Set problem:
Filter the data below and copy out every line that contains the string "front". Treat case as significant.

** BEGIN Given data **

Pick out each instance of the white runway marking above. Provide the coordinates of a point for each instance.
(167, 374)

** END Given data **
** BEGIN Given data **

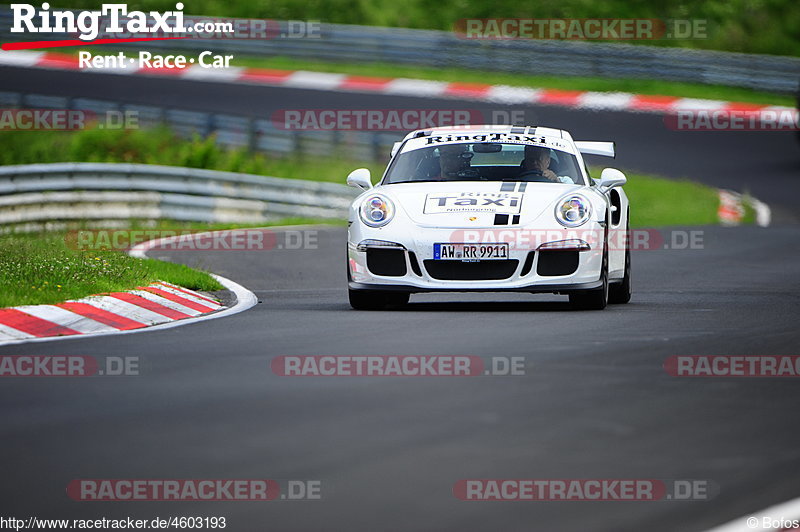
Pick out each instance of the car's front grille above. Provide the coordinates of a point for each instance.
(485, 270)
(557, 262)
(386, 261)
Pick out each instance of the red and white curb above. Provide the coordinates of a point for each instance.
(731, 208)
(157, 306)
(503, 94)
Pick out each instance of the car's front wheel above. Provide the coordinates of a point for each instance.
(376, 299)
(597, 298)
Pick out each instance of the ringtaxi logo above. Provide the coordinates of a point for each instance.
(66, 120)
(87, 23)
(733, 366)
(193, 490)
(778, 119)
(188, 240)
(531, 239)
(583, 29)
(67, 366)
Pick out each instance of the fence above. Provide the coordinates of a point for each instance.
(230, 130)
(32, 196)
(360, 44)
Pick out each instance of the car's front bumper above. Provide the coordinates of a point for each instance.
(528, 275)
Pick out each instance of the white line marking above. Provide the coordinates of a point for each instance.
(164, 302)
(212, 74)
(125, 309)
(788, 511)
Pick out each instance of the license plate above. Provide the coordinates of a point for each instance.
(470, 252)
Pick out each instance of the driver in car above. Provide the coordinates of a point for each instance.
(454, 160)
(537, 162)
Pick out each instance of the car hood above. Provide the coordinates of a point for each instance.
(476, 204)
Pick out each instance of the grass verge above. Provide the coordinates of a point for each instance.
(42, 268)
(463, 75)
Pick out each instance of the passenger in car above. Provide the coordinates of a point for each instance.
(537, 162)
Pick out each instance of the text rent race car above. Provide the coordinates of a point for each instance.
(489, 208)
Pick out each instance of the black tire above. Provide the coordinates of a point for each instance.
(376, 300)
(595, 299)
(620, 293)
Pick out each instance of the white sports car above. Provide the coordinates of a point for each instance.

** END Given data **

Completed exercise:
Pick out each instance of the car's front grille above. Provide the coordinates of a point for each instance.
Pick out each instance of the car's front wheel above. Provide the coordinates of a point for each instance.
Pick out each instance of the car's front bumper above. Provide the coordinates of a point for each instance.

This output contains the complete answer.